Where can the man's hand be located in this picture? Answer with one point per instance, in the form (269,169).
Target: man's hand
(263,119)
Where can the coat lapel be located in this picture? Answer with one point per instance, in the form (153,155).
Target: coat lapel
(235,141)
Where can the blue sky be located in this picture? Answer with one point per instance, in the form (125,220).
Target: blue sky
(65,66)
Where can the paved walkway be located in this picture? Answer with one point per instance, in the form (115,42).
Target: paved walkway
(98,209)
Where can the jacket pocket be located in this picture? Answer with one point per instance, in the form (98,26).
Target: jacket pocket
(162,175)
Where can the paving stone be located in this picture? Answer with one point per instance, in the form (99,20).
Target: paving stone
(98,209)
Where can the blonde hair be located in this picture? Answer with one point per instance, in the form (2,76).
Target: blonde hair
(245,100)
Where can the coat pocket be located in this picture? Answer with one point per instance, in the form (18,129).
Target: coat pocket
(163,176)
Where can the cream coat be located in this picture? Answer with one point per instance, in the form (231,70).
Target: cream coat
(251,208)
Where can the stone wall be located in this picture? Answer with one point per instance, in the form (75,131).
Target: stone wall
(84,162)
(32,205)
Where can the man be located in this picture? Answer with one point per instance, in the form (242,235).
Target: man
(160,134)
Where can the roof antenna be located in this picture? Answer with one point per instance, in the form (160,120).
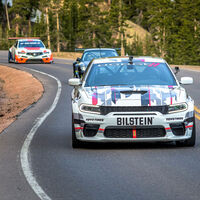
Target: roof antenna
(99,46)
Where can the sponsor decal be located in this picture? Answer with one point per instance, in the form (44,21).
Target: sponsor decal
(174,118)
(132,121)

...

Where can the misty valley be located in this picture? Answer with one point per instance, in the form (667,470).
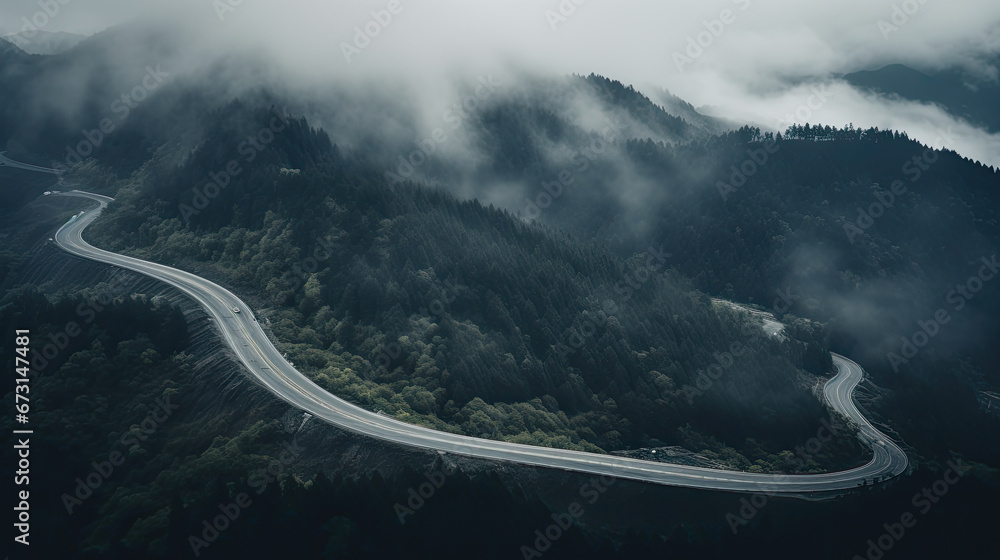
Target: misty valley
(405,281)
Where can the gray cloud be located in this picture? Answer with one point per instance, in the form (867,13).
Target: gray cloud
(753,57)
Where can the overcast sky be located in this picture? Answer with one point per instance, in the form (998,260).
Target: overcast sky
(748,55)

---

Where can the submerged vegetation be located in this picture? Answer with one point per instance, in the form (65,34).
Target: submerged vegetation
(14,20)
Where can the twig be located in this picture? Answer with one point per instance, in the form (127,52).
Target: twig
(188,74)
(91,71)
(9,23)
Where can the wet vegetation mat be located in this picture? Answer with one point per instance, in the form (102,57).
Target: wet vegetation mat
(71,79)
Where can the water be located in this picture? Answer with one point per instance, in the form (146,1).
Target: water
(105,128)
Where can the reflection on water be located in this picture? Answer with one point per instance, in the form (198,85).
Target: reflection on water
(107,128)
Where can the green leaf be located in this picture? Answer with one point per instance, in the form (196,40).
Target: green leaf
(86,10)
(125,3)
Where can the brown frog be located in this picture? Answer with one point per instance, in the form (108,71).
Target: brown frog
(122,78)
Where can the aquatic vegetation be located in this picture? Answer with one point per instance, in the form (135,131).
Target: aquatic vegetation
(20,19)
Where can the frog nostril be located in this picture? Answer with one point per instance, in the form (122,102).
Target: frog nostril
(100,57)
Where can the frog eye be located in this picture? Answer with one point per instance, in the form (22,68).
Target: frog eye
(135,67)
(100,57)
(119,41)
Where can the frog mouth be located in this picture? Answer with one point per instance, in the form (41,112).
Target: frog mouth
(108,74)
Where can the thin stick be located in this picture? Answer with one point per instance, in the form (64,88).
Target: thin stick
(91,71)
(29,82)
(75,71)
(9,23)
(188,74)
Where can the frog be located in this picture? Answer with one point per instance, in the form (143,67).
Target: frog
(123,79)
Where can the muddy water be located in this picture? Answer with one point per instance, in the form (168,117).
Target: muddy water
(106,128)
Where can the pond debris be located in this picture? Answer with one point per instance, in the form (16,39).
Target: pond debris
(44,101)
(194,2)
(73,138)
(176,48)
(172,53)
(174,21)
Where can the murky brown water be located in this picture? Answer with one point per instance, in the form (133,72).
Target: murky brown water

#### [Task item]
Which lines in the data above contain "murky"? Show each one.

#### [Answer to this task]
Where can the murky brown water be located in this picture? Answer with one point per instance, in the form (133,72).
Target: murky brown water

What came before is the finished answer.